Task to carry out -> Rewrite the data from the line with "For this evaluation, spot every instance of the jagged" through the end, swapping "with one dot" for "with a single dot" and keeping everything else the same. Leave out the pictures.
:::
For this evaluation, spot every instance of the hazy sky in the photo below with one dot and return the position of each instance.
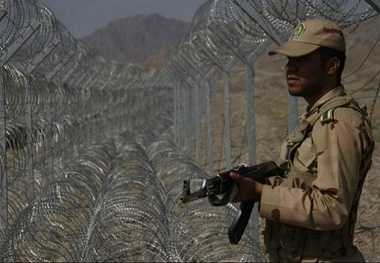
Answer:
(82, 17)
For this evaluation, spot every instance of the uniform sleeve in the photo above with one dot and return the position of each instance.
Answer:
(336, 150)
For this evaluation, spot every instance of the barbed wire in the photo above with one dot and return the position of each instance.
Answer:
(94, 153)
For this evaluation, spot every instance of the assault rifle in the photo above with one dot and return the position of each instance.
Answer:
(222, 184)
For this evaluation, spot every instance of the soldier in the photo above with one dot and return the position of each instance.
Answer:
(311, 211)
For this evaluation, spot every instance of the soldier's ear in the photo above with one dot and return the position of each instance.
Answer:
(332, 65)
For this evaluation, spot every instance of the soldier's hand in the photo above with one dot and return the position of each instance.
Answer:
(249, 189)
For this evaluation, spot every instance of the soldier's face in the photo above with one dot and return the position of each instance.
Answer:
(306, 77)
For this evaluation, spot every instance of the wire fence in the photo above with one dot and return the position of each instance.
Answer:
(94, 153)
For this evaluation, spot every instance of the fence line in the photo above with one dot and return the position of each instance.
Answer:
(93, 153)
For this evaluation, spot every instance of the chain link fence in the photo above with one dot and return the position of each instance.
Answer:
(94, 153)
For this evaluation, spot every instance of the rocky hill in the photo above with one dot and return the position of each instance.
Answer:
(136, 39)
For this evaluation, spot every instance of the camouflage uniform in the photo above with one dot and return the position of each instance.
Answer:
(311, 213)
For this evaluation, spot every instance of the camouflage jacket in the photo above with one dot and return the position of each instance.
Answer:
(311, 213)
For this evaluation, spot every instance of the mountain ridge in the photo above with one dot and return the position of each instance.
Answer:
(136, 39)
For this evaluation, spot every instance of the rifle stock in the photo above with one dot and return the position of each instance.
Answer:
(222, 184)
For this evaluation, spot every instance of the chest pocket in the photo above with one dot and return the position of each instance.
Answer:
(305, 157)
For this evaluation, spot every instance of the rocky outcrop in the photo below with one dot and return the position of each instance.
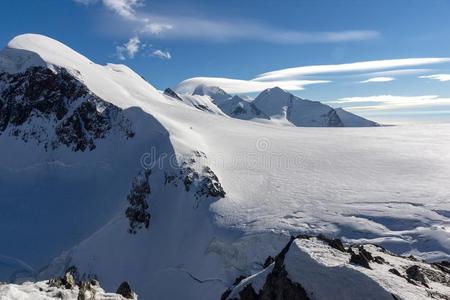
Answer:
(196, 177)
(65, 287)
(54, 108)
(317, 267)
(137, 211)
(125, 290)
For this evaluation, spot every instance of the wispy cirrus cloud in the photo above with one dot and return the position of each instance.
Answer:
(185, 27)
(293, 79)
(391, 102)
(363, 66)
(438, 77)
(124, 8)
(165, 55)
(128, 49)
(378, 79)
(165, 26)
(397, 72)
(239, 86)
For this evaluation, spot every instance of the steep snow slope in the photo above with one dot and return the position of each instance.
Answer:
(239, 108)
(272, 105)
(200, 102)
(319, 268)
(286, 108)
(385, 185)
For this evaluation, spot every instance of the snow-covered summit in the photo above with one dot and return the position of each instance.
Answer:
(39, 50)
(218, 95)
(286, 108)
(119, 85)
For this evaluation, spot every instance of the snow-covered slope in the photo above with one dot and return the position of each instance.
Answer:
(273, 105)
(319, 268)
(286, 108)
(194, 199)
(200, 102)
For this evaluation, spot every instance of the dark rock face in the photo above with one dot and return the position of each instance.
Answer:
(124, 290)
(204, 184)
(277, 286)
(334, 243)
(137, 211)
(68, 280)
(54, 109)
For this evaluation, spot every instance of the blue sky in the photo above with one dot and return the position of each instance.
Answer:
(171, 41)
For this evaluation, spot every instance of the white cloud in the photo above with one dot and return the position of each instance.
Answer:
(221, 30)
(439, 77)
(129, 49)
(363, 66)
(124, 8)
(397, 72)
(390, 102)
(243, 86)
(378, 79)
(155, 28)
(162, 54)
(186, 27)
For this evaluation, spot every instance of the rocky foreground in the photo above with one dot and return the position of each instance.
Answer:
(65, 287)
(307, 268)
(320, 268)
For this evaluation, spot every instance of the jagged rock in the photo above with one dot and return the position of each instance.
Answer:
(66, 281)
(137, 211)
(444, 266)
(54, 108)
(359, 259)
(415, 273)
(124, 289)
(395, 272)
(268, 262)
(334, 243)
(277, 284)
(86, 290)
(210, 185)
(248, 293)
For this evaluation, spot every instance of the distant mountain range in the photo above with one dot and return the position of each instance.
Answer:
(272, 105)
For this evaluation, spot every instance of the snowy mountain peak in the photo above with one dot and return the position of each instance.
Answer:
(28, 50)
(216, 93)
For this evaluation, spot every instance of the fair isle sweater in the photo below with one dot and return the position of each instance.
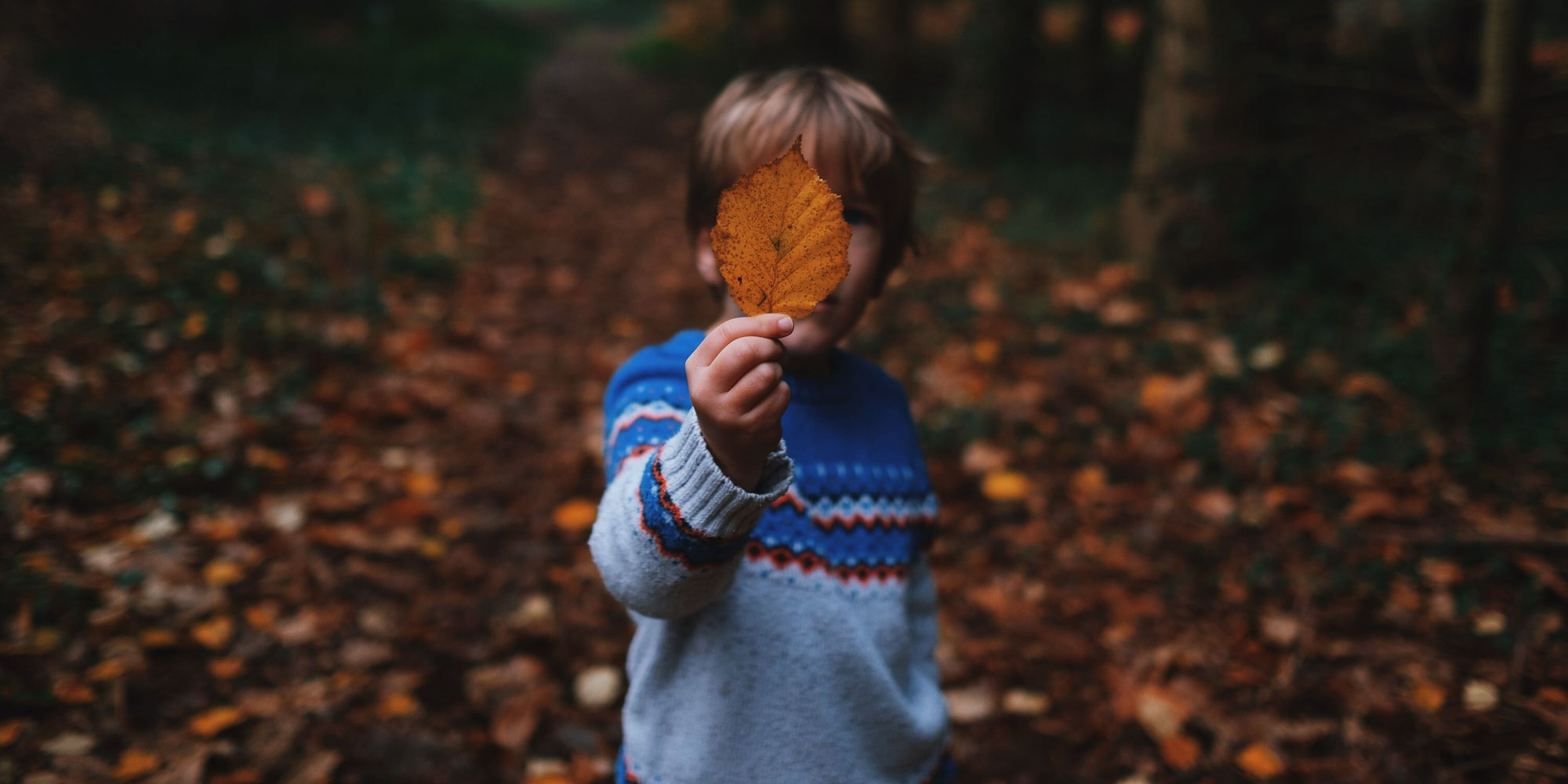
:::
Task solution ->
For this evaluation, spot every instance of the jagged rock in the photo above with a single dot and return the position of each instance.
Answer:
(66, 281)
(137, 211)
(444, 266)
(54, 108)
(359, 259)
(415, 273)
(124, 289)
(395, 272)
(268, 262)
(334, 243)
(277, 284)
(86, 290)
(210, 185)
(248, 293)
For this evaluation, spot every instance of the distant mountain range in the photo above with a single dot and return the position of each instance.
Answer:
(272, 105)
For this evaluation, spot every instance of the snowy mountain peak in the photo above with a single dot and return the position of each instance.
Answer:
(28, 50)
(216, 93)
For this evaluation, spot every instance of the fair isle sweater in the photo below with a single dot and return the position of each instance.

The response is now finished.